EXERCISE DETAILS
Revise the lines below by changing every "tag a point" to "place a marker" and leaving all other wording as it is. Leave the pictures out of your answer.

>> BEGIN

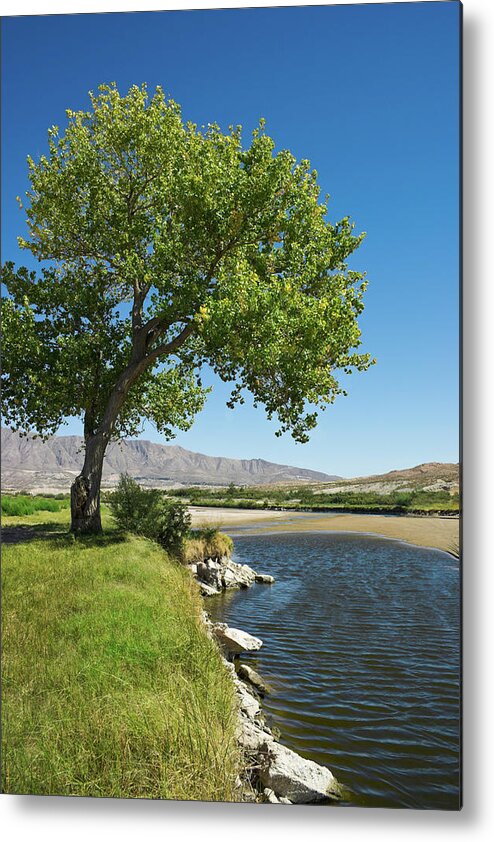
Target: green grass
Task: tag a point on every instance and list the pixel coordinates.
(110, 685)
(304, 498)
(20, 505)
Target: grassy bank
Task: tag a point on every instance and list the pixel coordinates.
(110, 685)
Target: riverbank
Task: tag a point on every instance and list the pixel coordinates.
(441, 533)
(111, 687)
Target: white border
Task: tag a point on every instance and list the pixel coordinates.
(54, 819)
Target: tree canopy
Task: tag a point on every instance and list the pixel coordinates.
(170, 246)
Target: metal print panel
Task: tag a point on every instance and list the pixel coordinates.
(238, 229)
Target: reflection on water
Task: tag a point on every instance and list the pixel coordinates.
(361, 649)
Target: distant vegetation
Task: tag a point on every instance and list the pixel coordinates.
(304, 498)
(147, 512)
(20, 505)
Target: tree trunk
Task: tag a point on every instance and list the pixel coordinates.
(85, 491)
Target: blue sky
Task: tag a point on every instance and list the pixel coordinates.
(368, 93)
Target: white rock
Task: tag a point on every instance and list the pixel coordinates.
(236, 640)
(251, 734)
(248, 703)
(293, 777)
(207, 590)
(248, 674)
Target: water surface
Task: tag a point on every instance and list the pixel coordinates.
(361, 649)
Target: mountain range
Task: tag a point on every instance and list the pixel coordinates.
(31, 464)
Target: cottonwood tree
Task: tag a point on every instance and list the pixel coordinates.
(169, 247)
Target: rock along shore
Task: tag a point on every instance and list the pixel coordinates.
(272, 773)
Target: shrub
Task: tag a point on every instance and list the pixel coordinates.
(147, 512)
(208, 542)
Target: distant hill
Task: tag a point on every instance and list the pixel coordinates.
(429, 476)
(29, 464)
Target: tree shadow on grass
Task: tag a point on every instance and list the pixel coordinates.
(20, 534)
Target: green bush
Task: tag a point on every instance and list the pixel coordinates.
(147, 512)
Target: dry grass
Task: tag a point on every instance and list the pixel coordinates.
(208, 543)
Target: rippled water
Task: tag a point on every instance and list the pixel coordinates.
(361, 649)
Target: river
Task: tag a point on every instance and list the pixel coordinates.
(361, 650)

>> END

COMPLETE ANSWER
Target: green grass
Task: place a marker on every instance and list the pixel coordinates.
(110, 685)
(304, 498)
(20, 505)
Target: grassy bank
Task: place a marker on every instance and list the pixel coordinates.
(110, 685)
Target: riverbank
Task: place a marker on every instance and list the pixel coordinates.
(441, 533)
(111, 687)
Target: white border
Task: place a marker on every instance and list the pixel coordinates.
(54, 819)
Target: tree canopy
Task: place a marker on every instance and list the pixel coordinates.
(170, 246)
Target: metal print panel
Task: place a marker on every instance and list the pixel coordinates.
(238, 229)
Target: reflection on water
Task: place a marker on every instance and list the pixel coordinates.
(361, 649)
Target: distant vegetation
Task: place a marker on every instance and list the pixel coordinates.
(304, 498)
(147, 512)
(20, 505)
Target: tree trunk
Task: place a marker on every instance and list the pixel coordinates.
(85, 491)
Target: blue sky
Task: place a marker on every instance and list the pixel coordinates.
(368, 93)
Target: white rock
Task: place a marker on every instance and list the pixel coordinates.
(236, 640)
(251, 734)
(248, 703)
(293, 777)
(207, 590)
(248, 674)
Target: water surface
Task: place a marker on every instance and list the pixel coordinates.
(361, 649)
Target: mountain range
Task: place a marker on every instance and list the pixel coordinates.
(31, 464)
Target: cottonwood tree
Task: place a marker on every instance and list the pixel coordinates.
(169, 247)
Target: rock along shore
Task: place a marker on every instance and list the pixel coordinates.
(272, 773)
Target: shrub
Task: place a marker on every instance and list the pixel coordinates.
(147, 512)
(208, 542)
Target: distant hill
Task: place a marker on every instance and list the pixel coordinates.
(429, 476)
(29, 464)
Target: tree shadow on grass
Task: place a marker on every instance and list the pixel coordinates.
(20, 534)
Target: green bush
Task: place a marker on every instance and list the pixel coordinates.
(147, 512)
Target: dry grass
Task: place a marker on every instance and list the pixel coordinates.
(208, 543)
Target: rippled water
Task: place a marker on every instance and list the pixel coordinates.
(361, 649)
Target: river
Task: place a marker on every instance and list the pixel coordinates.
(361, 650)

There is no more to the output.